> **WHAT YOU HAVE TO DO**:
Set the data down exactly as it stands, and keep its pictures out.

> **EXTRACTED ENTRIES**:
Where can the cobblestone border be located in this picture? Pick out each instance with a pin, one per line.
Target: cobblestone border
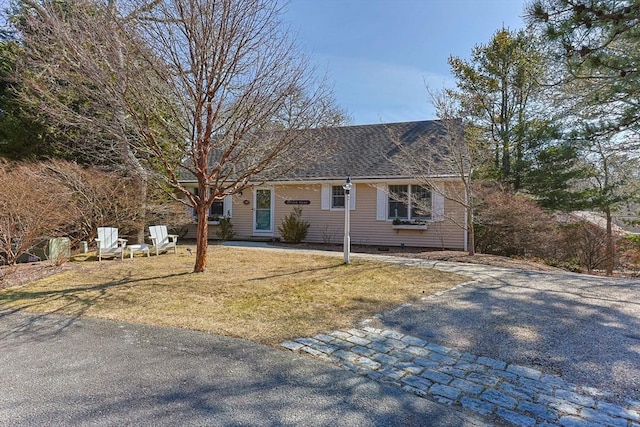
(519, 395)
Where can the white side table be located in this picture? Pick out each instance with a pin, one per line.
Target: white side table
(138, 248)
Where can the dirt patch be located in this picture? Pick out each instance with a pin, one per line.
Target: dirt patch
(21, 274)
(435, 255)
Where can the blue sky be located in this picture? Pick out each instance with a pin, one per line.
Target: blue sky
(380, 53)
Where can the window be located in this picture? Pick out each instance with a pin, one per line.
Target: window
(398, 201)
(219, 208)
(409, 202)
(337, 197)
(420, 202)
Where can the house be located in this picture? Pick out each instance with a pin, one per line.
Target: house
(387, 205)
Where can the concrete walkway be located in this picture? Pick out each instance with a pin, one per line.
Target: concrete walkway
(532, 348)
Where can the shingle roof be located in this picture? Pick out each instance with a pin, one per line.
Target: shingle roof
(369, 151)
(365, 151)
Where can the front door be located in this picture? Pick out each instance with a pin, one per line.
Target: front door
(263, 216)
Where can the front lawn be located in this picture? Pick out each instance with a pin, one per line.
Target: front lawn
(266, 296)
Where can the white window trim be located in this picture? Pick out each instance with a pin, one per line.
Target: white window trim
(270, 232)
(227, 206)
(382, 204)
(326, 198)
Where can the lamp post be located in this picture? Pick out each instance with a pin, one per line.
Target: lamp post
(347, 202)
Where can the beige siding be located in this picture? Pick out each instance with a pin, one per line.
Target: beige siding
(327, 226)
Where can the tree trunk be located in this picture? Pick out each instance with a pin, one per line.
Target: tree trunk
(471, 248)
(202, 239)
(610, 255)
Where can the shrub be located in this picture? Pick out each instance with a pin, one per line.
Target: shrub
(293, 228)
(513, 225)
(33, 210)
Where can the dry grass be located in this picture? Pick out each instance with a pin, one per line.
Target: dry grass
(261, 295)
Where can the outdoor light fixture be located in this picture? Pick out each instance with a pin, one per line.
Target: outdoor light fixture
(347, 203)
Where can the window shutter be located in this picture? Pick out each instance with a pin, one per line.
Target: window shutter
(325, 197)
(438, 206)
(352, 198)
(381, 202)
(227, 206)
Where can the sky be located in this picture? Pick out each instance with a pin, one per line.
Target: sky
(379, 54)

> **ANSWER FOR THIS EXERCISE**:
Where can the cobblestone border be located in this picture? Pick out each instance with a pin, one per line.
Target: cobblestone border
(519, 395)
Where can the white side table be located in this picture? Pick out each instance with a pin, one per line.
Target: white side table
(138, 248)
Where can the dirt patch be located in this picture? Pick out each instance with a pin, one per line.
Target: dirt patch
(21, 274)
(435, 255)
Where can the blue sky be located in this picture? Pick out each instance with a pin, one per line.
Target: blue sky
(380, 53)
Where can the window be located in this picture? Pick out each instance with a pin, one per line.
Target: window
(398, 201)
(219, 208)
(409, 202)
(337, 197)
(420, 202)
Where can the house be located in this picture? Pick out each instance with a pin, one per line.
Target: house
(387, 205)
Where can the concrete walkway be located in this picture? Pick out each instance with a pin, one per line.
Target: concrete walkway
(532, 348)
Where can the shingle roof be located in this picture? Pick out each instance with a pin, one per line.
Target: shingle roof
(369, 151)
(365, 151)
Where can the front door be located in this picture? Pick out each instance with a pin, one per line.
Target: front door
(263, 216)
Where can the front lawn be located in this picture? Pick out each instance with a pin, one per line.
Target: front lawn
(266, 296)
Where can the white window trim be located in this picture? Pick out each instance with a pin, one per line.
Target: white window trim
(270, 232)
(227, 206)
(382, 204)
(326, 198)
Where can the lamp post be located in this picture? Pick out each instance with a pin, one per line.
Target: lamp post
(347, 202)
Where can the beige siding be located in this picture? Pick out each instance with a pin, one per line.
Target: beige siding
(327, 226)
Where can the tree trunk be located in this picture? Pick out each instance with a pin, one per line.
Target: tree trunk
(471, 248)
(202, 239)
(610, 255)
Where can the shrub be located in this picture? Pick out each instance with a pin, one per line.
Target: shrub
(293, 228)
(513, 225)
(33, 210)
Where can the dry grass be located in this picture? Pick out each instance with a pin, one per line.
Target: dry grass
(261, 295)
Where can the outdoor light fixture be located in this picture? Pick out each instance with a pin, one per line.
Target: outdoor light fixture
(347, 203)
Where can the window shutter be located in this picture? Pick out each instance with a pin, one per line.
Target: window shutter
(325, 197)
(438, 206)
(352, 198)
(381, 202)
(227, 206)
Where can the sky be located in this picture? Pick out each instance with a pin, one per line.
Target: sky
(379, 54)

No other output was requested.